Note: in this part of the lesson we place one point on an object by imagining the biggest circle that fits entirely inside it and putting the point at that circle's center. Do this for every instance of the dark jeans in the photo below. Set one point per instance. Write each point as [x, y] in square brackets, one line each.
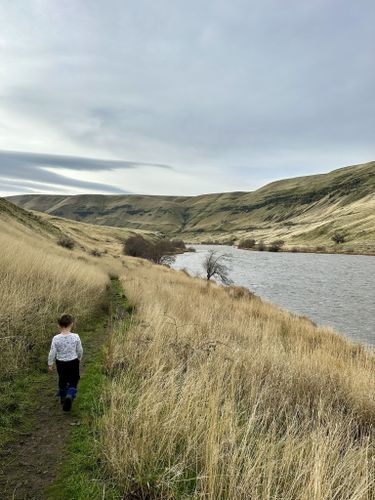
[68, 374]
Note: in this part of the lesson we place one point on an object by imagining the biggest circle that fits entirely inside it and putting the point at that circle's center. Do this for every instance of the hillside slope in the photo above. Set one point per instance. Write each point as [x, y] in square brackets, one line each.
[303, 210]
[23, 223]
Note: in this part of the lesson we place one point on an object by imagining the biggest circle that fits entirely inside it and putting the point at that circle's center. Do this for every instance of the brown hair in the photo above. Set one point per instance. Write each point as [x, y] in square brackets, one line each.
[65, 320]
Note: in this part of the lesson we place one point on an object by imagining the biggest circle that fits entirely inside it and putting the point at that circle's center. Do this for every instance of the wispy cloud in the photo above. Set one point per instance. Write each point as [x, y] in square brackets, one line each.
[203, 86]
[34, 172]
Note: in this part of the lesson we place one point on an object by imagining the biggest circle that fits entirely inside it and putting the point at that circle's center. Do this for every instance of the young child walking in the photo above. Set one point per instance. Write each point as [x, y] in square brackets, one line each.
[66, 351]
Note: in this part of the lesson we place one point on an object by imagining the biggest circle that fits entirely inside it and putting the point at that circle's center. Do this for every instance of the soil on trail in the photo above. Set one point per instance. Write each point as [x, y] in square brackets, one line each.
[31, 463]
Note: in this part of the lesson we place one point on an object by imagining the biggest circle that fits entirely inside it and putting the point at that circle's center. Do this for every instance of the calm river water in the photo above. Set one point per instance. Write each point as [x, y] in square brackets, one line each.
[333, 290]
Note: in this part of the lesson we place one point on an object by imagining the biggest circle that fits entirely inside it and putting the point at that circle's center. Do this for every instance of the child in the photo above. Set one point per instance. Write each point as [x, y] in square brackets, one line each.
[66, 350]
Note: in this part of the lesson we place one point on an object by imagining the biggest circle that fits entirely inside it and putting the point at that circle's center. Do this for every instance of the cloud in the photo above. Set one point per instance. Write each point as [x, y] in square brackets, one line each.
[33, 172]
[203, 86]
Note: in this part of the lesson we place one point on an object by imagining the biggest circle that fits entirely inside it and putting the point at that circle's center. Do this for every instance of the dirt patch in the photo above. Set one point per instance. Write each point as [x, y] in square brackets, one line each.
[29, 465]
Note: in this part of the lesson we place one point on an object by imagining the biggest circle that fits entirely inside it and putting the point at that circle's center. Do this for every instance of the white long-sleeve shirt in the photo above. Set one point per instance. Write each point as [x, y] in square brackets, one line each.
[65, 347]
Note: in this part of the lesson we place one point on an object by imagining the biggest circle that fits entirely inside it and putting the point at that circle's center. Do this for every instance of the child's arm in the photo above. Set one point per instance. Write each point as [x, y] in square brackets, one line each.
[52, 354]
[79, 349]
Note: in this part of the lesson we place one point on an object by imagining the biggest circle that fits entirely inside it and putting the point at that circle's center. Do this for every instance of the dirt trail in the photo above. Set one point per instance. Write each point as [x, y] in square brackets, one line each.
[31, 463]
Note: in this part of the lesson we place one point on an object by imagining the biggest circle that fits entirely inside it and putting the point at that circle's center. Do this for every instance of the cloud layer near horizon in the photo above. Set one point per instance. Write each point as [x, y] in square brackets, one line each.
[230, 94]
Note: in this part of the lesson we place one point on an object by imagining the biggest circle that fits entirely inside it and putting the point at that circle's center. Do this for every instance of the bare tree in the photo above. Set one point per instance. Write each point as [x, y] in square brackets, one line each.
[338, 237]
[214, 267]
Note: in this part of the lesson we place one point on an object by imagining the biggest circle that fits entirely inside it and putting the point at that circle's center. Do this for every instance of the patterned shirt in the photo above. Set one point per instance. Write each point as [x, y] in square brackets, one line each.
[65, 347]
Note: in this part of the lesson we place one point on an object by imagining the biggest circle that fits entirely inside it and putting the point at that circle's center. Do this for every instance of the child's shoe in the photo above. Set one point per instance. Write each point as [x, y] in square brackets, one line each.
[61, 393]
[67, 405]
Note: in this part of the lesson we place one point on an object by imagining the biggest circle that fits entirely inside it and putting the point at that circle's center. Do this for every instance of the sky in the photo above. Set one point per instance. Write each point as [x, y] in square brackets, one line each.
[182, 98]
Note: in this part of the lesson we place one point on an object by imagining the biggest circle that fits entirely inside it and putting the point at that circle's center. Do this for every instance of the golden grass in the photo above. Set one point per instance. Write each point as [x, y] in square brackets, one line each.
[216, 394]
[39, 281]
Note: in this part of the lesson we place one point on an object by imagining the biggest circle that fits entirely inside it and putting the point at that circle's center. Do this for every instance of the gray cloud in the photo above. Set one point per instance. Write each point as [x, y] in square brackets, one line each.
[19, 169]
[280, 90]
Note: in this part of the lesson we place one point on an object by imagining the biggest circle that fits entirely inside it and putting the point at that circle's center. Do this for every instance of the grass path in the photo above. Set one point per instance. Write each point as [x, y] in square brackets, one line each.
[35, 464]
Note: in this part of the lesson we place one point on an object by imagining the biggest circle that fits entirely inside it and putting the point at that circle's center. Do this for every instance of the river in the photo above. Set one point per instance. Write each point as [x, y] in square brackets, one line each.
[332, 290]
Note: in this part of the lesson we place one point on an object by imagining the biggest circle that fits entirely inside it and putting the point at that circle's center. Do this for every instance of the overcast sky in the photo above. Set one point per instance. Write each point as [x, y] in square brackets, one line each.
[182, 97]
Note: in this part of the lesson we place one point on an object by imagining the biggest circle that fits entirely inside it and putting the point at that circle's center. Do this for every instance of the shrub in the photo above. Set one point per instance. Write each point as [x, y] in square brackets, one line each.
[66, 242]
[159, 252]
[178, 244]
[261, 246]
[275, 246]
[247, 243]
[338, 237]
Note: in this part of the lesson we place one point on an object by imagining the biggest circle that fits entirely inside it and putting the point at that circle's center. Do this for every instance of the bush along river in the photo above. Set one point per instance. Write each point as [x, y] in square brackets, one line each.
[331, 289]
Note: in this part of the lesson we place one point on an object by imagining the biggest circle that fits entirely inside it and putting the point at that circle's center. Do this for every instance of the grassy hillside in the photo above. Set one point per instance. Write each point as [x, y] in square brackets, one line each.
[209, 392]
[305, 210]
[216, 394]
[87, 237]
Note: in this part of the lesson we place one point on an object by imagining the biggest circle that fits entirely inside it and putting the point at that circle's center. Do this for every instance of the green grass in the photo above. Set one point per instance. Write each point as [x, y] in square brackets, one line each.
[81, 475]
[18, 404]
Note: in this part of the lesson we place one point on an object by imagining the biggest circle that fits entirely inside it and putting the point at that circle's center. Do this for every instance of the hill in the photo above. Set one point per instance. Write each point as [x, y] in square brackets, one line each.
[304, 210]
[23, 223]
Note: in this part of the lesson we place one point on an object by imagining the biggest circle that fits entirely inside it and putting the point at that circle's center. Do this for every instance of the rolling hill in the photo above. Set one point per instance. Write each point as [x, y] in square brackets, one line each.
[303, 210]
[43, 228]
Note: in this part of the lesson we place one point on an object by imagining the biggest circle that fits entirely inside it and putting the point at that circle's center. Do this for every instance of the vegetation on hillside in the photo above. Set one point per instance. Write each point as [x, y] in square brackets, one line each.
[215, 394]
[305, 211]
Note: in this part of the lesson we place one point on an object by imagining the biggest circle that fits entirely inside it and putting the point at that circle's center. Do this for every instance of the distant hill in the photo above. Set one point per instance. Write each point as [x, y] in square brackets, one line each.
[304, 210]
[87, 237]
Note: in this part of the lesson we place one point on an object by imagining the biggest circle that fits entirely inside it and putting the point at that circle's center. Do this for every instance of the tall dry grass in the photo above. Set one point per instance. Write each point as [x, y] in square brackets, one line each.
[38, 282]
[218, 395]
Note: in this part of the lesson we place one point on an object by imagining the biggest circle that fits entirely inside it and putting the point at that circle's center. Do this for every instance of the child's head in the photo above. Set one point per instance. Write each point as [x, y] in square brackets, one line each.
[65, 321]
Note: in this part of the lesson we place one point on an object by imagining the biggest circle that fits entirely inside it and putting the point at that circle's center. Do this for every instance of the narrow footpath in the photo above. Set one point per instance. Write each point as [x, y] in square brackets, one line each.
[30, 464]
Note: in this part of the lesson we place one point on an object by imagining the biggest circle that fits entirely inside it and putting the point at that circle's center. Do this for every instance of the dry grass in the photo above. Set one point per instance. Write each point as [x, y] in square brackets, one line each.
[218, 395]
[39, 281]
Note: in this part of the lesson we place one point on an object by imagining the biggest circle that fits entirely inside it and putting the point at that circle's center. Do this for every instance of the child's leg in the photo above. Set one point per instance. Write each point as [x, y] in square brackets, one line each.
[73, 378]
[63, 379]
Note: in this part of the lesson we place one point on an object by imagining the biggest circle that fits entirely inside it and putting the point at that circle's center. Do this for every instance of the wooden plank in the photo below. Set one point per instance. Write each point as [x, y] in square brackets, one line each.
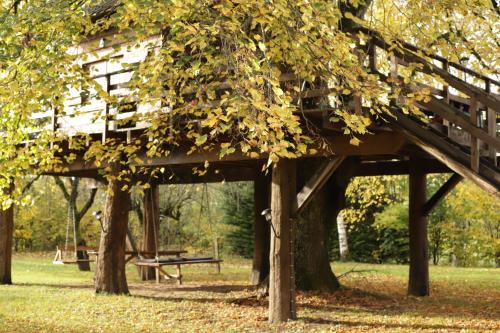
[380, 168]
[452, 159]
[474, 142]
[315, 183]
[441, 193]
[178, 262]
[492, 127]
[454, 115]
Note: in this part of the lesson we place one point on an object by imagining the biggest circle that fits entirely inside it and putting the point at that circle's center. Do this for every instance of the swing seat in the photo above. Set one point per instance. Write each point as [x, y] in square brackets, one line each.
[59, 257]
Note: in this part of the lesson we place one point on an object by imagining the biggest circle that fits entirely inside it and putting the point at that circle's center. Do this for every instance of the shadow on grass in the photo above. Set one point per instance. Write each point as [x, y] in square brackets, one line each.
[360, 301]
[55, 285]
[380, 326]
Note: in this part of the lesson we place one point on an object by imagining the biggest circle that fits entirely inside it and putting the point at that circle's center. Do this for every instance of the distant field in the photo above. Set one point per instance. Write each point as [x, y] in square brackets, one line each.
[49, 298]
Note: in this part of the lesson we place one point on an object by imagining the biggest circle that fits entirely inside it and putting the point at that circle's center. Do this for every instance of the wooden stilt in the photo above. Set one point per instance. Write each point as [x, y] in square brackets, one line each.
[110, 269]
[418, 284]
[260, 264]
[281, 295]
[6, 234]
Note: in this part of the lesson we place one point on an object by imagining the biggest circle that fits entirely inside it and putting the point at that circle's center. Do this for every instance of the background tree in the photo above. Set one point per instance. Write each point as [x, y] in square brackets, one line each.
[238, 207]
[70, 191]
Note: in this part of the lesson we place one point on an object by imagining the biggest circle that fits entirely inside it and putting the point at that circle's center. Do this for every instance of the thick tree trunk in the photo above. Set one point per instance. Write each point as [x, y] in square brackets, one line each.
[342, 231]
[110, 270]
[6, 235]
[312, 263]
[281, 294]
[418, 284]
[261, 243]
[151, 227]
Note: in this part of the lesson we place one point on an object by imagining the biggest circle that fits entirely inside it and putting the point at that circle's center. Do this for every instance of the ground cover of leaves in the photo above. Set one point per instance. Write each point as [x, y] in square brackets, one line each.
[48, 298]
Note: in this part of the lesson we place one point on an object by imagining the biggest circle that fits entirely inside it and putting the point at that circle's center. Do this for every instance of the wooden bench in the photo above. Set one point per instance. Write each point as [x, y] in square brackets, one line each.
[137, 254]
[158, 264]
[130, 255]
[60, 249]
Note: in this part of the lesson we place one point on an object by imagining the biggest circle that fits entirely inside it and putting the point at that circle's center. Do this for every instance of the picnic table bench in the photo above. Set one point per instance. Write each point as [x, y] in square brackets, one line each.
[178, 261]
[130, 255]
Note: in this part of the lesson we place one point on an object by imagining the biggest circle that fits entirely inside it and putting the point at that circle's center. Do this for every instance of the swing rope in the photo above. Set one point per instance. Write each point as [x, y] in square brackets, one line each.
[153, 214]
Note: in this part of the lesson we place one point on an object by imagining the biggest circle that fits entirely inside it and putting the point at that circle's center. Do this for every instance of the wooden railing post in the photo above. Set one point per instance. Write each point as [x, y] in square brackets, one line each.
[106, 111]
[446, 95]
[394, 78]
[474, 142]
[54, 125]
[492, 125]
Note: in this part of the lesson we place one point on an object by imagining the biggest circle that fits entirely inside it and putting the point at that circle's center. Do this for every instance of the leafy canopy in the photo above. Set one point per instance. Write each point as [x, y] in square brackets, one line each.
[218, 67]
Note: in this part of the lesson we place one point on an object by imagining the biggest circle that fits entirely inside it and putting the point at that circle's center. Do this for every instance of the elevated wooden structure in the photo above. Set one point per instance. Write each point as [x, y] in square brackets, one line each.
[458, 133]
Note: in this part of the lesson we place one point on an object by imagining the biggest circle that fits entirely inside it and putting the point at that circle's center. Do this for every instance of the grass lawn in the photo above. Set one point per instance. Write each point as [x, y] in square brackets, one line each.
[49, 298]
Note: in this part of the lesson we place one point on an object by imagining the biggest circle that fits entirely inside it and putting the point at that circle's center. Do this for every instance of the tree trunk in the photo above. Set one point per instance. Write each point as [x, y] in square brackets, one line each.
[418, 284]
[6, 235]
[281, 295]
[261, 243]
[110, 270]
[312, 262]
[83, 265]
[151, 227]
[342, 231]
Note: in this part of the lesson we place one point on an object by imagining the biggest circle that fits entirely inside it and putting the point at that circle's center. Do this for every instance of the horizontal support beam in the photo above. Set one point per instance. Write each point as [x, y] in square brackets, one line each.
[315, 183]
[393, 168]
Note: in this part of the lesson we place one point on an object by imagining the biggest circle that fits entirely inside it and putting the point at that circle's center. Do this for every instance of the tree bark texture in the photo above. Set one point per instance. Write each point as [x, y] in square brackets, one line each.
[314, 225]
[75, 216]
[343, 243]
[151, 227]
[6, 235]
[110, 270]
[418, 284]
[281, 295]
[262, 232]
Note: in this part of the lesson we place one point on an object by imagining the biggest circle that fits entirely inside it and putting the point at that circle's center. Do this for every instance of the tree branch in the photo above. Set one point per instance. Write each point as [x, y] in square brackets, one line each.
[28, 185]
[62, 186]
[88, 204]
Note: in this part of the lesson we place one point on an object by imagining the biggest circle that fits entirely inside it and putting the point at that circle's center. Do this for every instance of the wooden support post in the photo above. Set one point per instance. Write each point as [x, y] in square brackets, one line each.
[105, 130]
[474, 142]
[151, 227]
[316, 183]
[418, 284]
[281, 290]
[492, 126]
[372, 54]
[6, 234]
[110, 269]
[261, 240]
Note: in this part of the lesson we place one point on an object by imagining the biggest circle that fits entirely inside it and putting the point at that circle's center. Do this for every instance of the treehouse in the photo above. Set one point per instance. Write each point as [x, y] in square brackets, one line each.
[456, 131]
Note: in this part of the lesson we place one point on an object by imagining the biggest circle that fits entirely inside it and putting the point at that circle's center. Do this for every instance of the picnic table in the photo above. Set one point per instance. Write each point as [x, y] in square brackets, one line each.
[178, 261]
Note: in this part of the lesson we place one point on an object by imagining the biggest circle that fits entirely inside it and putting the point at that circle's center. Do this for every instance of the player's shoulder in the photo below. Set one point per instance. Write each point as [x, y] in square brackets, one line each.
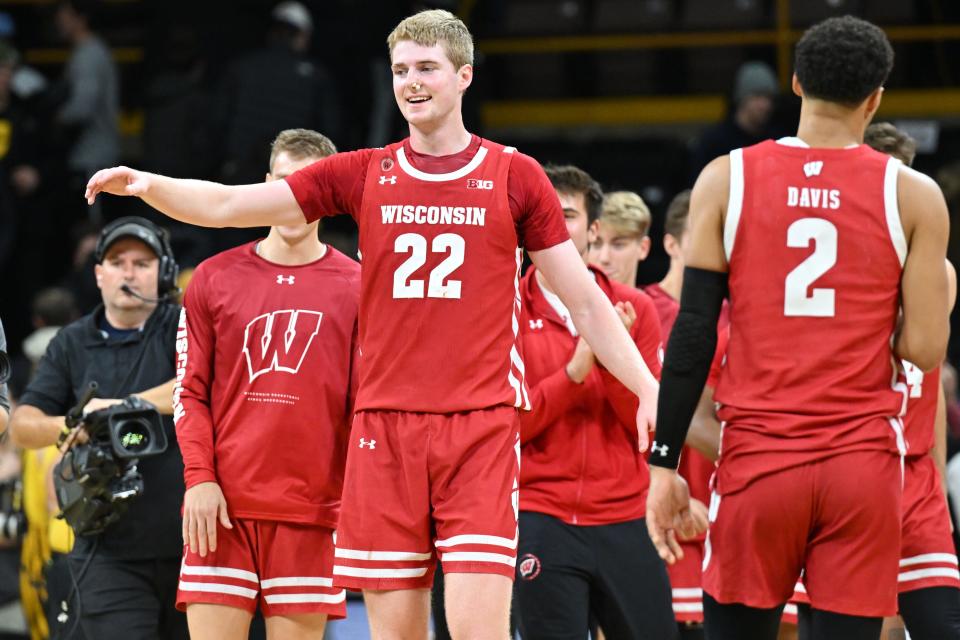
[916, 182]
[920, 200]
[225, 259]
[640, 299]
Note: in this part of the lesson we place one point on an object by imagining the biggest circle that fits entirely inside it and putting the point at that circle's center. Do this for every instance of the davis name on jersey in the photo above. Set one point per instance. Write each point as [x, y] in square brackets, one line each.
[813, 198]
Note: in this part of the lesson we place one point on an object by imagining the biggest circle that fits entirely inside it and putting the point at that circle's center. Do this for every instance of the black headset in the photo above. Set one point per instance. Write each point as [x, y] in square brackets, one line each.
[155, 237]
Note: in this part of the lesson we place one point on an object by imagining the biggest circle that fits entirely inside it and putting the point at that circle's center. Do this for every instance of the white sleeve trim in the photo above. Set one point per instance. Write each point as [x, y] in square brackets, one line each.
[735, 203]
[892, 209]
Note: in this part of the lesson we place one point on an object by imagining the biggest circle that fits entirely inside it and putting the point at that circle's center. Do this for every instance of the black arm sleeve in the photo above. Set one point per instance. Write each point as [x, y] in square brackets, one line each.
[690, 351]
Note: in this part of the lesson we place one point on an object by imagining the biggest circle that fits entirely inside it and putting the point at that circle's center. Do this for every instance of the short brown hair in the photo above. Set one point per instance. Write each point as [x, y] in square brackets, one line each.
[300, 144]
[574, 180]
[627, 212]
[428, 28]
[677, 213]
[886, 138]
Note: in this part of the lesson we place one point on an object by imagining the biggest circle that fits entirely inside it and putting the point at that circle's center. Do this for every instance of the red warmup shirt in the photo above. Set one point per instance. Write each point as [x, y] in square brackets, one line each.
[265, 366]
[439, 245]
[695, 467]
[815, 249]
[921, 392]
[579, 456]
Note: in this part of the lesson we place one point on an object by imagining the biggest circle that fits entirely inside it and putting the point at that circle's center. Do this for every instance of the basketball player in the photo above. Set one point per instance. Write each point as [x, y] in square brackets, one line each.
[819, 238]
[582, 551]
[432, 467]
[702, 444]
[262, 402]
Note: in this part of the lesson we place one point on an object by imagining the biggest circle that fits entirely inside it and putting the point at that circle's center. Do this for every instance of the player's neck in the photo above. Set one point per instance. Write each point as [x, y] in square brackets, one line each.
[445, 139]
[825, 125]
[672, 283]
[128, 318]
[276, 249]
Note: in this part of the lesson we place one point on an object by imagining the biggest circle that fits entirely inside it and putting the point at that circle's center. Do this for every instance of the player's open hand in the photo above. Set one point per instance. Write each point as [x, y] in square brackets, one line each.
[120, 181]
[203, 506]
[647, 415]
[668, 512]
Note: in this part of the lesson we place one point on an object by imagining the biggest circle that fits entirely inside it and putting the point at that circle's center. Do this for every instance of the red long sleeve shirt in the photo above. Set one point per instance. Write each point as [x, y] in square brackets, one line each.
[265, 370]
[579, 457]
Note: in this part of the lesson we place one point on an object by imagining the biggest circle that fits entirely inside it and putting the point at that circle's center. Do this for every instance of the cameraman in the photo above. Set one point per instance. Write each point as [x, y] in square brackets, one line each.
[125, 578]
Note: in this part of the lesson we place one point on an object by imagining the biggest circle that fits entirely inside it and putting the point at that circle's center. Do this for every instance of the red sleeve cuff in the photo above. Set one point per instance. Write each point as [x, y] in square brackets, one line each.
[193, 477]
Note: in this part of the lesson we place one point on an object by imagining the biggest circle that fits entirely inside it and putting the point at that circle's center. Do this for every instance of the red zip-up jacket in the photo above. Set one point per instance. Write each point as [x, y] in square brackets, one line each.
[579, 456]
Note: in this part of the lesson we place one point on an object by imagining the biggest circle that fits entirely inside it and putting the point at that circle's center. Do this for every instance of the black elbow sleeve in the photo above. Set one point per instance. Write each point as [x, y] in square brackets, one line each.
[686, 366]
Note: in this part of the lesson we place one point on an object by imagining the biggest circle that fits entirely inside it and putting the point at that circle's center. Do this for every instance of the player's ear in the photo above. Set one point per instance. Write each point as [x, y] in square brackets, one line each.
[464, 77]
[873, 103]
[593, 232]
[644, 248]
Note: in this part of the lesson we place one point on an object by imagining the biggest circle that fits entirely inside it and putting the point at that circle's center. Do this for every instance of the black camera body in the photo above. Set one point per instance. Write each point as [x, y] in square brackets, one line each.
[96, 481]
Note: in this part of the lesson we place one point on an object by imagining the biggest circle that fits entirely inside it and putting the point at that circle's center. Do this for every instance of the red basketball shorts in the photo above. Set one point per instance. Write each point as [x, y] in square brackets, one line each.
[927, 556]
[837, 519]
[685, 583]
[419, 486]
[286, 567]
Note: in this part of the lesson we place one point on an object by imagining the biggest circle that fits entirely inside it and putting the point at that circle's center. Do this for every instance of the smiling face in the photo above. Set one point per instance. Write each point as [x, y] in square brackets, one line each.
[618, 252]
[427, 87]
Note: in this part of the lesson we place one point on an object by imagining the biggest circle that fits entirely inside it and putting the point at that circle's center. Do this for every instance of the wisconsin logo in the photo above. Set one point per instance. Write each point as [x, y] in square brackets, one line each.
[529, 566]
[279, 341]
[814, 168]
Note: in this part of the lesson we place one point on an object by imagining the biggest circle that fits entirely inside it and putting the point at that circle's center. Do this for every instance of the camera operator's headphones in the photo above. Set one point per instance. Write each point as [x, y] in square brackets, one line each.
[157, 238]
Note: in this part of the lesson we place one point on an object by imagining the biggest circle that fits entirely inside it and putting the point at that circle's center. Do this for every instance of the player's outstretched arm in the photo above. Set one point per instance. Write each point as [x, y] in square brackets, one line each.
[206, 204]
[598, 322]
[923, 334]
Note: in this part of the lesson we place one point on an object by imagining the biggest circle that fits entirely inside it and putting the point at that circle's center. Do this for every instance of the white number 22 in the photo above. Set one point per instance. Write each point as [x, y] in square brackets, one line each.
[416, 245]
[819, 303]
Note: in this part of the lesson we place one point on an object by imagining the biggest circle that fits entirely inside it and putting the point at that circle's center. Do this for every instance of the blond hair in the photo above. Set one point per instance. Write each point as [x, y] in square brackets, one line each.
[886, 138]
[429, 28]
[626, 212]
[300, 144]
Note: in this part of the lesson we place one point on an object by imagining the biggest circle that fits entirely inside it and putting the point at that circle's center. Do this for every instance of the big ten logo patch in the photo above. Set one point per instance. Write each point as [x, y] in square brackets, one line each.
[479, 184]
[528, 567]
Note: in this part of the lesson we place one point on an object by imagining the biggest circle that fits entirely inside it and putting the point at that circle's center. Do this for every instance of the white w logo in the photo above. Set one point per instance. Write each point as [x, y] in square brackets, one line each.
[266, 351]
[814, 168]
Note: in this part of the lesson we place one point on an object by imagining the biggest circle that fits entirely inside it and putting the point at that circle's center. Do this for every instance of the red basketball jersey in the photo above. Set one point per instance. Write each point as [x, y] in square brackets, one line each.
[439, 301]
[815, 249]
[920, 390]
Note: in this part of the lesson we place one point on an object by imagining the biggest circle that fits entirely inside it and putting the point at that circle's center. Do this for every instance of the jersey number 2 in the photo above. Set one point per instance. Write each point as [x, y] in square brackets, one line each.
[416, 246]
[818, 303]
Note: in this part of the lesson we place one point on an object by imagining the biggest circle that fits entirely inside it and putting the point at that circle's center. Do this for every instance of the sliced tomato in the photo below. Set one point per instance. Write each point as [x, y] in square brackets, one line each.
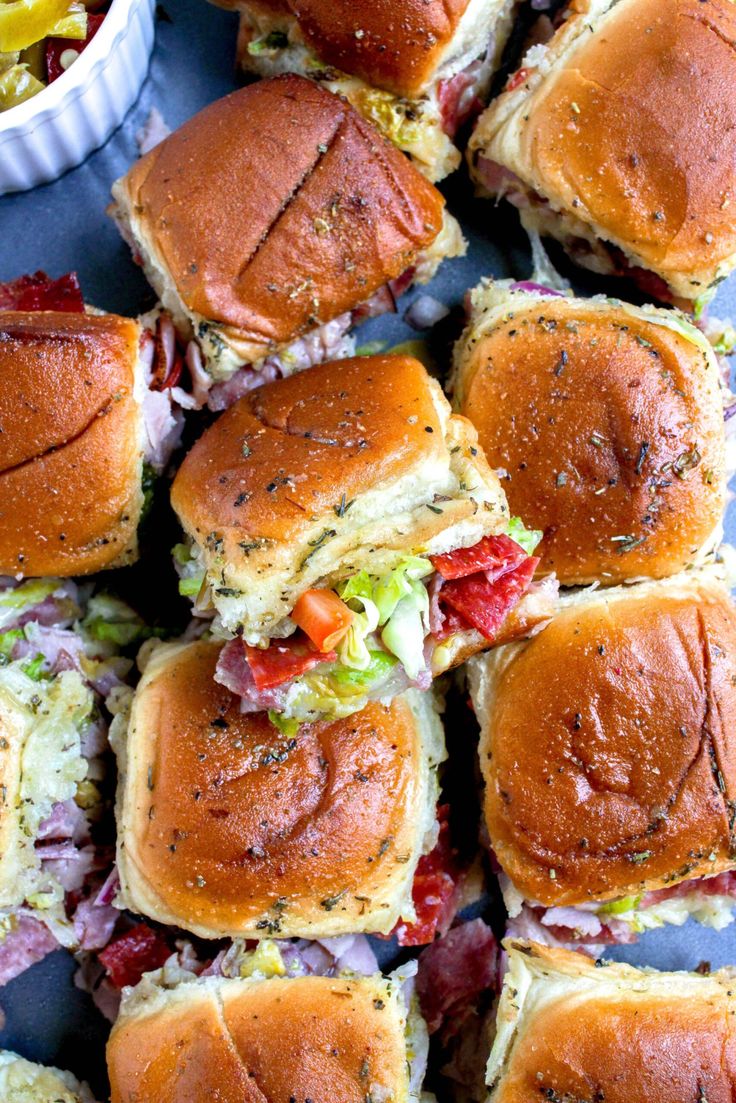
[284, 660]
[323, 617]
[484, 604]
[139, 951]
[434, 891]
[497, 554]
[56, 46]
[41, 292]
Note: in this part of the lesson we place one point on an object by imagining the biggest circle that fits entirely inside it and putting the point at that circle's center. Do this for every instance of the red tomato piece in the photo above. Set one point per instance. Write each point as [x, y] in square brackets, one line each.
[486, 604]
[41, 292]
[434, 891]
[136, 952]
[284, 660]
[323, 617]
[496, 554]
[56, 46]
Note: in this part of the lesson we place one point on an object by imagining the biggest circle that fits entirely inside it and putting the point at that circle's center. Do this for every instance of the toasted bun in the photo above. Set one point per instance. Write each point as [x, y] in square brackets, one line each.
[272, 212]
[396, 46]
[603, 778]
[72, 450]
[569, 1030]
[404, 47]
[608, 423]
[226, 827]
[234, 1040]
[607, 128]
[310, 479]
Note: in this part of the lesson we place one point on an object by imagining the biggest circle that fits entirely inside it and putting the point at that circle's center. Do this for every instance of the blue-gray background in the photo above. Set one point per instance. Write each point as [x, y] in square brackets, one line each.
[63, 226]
※ ※ ※
## DO THIS
The line containing "of the toasted" and every line after it, through the end of the records, should be repeated exactly and alone.

## EXPECTED OUTPUT
Note: in this part of the lesson we place one point on an object by imagining the biggest circle that fits entirely inside it and putting the point at that circle's center. Do this for every instance of the toasted bun in the photo above. Set one point per instance. Write each point as [x, y] in square brackets, one line each.
[272, 212]
[396, 46]
[603, 778]
[72, 450]
[569, 1030]
[404, 47]
[608, 423]
[226, 827]
[234, 1040]
[607, 128]
[310, 479]
Note: in this part of the lesson we place one point on an object by imagining the biggest circle that fits entirely inside it and putting the point at that circle's center. Do this for every instance of the blue-gray background in the photo above. Set one point per instance. Write each point as [x, y] in square brackets, one line each.
[63, 226]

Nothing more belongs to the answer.